# 文書
日本で7戦6勝、2着1回。サンクルー大賞典(G1)1着、凱旋門賞(G1)2着、世界を舞台に走り回ったエルコンドルパサー、第3回優勝馬。

ダート1600m、1分33秒3。桁外れのダート王クロフネ、第6回優勝馬。

NHKマイル→ダービー、変則2冠を形作ったキングカメハメハ、第9回優勝馬。

桜花賞→NHKマイル、牝馬変則2冠馬ラインクラフト、第10回優勝馬。

キングカメハメハをなぞった変則2冠の英雄ディープスカイ、第13回優勝馬。

1分31秒4、驚異の日本レコードで他馬をなぎ倒したダノンシャンティ、第15回優勝馬。

皐月賞3着、NHKマイル3着、悔しさの後ダービーを制したタニノギムレット。



16年、少ない歴史の中で数多くの名馬を輩出したNHKマイルカップ、その軌跡のなかで、

とんでもない奇跡が起こった。



2007年、5月6日。第12回NHKマイルカップ。



精鋭18頭。

1番人気は最強1勝馬、ローレルゲレイロ。朝日杯FS2着、函館2歳S2着、デイリー杯2歳S2着、アーリントンC2着。

2番人気オースミダイドウ。新馬から3連勝、朝日杯FS3着。

3番人気アサクサキングス。きさらぎ賞勝ち、皐月賞7着。



7枠14番に入ったピンクカメオ、18頭立て17番人気。

その存在は希薄そのものだった。


父フレンチデピュティ、母シルバーレーン。母の父シルバーホーク。

父フレンチデピュティはクロフネの活躍で日本に輸入された種牡馬。

母シルバーレーンはアメリカ産。全弟にジャパンカップに出走した快速ホークスターがいる。

ピンクカメオの半兄にはスプリンターズS、安田記念を制したブラックホーク。


アメリカ血統を散りばめられた良血だ。




2006年、新馬戦を1番人気で勝ち、マリーゴールド賞2着、くるみ賞勝利。

2007年1月には菜の花賞勝利と、その良血ぶりを見せていたが、

2歳時に挑戦したG1・阪神ジュベナイルFは8着。

3歳牝馬の祭典・桜花賞では14着。


G1レースでは、まったく歯が立たなかった。

クロフネ、キングカメハメハでNHKマイルカップを2度制していた馬主の金子真人氏が「縁起のいいレースだから」出走を求めた。

# 指示
1. 一覧の「white robe」を「white gown」に置き換えて、一覧の行をすべて書き直してください。ほかは変えないでください。
2. NHKマイルカップの文章を、最後の一文のあとから続けて書いてください。
次の一覧は、NHKマイルカップの文章とは関係がありません。

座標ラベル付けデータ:
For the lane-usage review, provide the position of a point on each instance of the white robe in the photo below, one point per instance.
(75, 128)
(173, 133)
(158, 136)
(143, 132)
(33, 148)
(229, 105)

# 解答
1.
For the lane-usage review, provide the position of a point on each instance of the white gown in the photo below, one point per instance.
(75, 128)
(173, 133)
(158, 136)
(143, 132)
(33, 148)
(229, 105)

2.
ただそれだけ? とも思える理由でピンクカメオは3歳マイル王者決定戦に、牝馬の身で参戦した。


1番人気ローレルゲレイロの単勝が5.5倍。数字から見てもわかるように『混戦』のひと言の、マイル王者決定戦ではあった。が、ピンクカメオに出番があることを信じる人は少なかった。


レースはマイネルレーニアの逃げ、オースミダイドウ、イクスキューズの先行で始まった。

その後ろにつけた1番人気、ローレルゲレイロ。


アサクサキングスがそれをマークし、淡々とした平均ペース。


混戦の中でもレースはスムーズに進み波乱の要素はなかった。


まったく注目されずに14番手で4コーナーを回るピンクカメオ。

そのすぐ横に、18番枠・18番人気ムラマサノヨートーがいた。


ムラマサノヨートー、8戦、2勝以外はオール着外。抽選突破で出走。

ドンジリ人気も致し方なしか?


妖刀『村正』。戦国時代から徳川家に数々の禍をもたらした『村正』の銘の刀。

忌み嫌われ、やがて『妖刀』と呼ばれるようになり、一度、鞘から抜かれると血を見ずには納まらないとまで言われた、伝説の名刀。


ローレルゲレイロが左右の手応えを確かめ、じんわりと先頭に立ちかけた、その時。


やおら、ムラマサノヨートー鞍上・小林淳一はムチに力を込めたッ。

かつてない手応えに痺れて、夢中になった。



妖刀『村正』は鞘から、その刃を晒し出したか?

鋭く一閃した。



その妖しき光りに血塗られるどころか、弾けたのがピンクカメオだった。


ピンクの烏帽子ムラマサノヨートーを従えて、外から一気に馬群を蹴散らせた。


ミニバラ『ピンクカメオ』、その愛らしさを捨て鬼花となった。


先頭を行くローレルゲレイロ、誇り高き戦士は怯えすら感じた。



ゴール前、粘るローレルゲレイロ!

追い抜くピンクカメオ!

迫るムラマサノヨートー!



予測もつかない光景に、大観衆は、固まった。



1着ピンクカメオ17番人気、2着ローレルゲレイロ1番人気、3着ムラマサノヨートー18番人気。


3連単、973万9870円。


途方もない奇跡は起きた。




とんでもない記録を残しG1馬となったピンクカメオ。


以後13戦、1度も勝つことなく競走生活を終えた。


大レースを強い馬が負けることはあっても、弱い馬が勝つことはない。


勝ったピンクカメオ、強い馬だった。


以後、勝てなかったことは、妖刀『村正』の妖しき光りのせいか?




ムラマサノヨートーは引き抜いた妖しき光を、鞘に納めることができず、彷徨い走った。

時にその切れ味を見せるも、妖しき光りを2度と一閃することなく、今年1月、登録抹消となった。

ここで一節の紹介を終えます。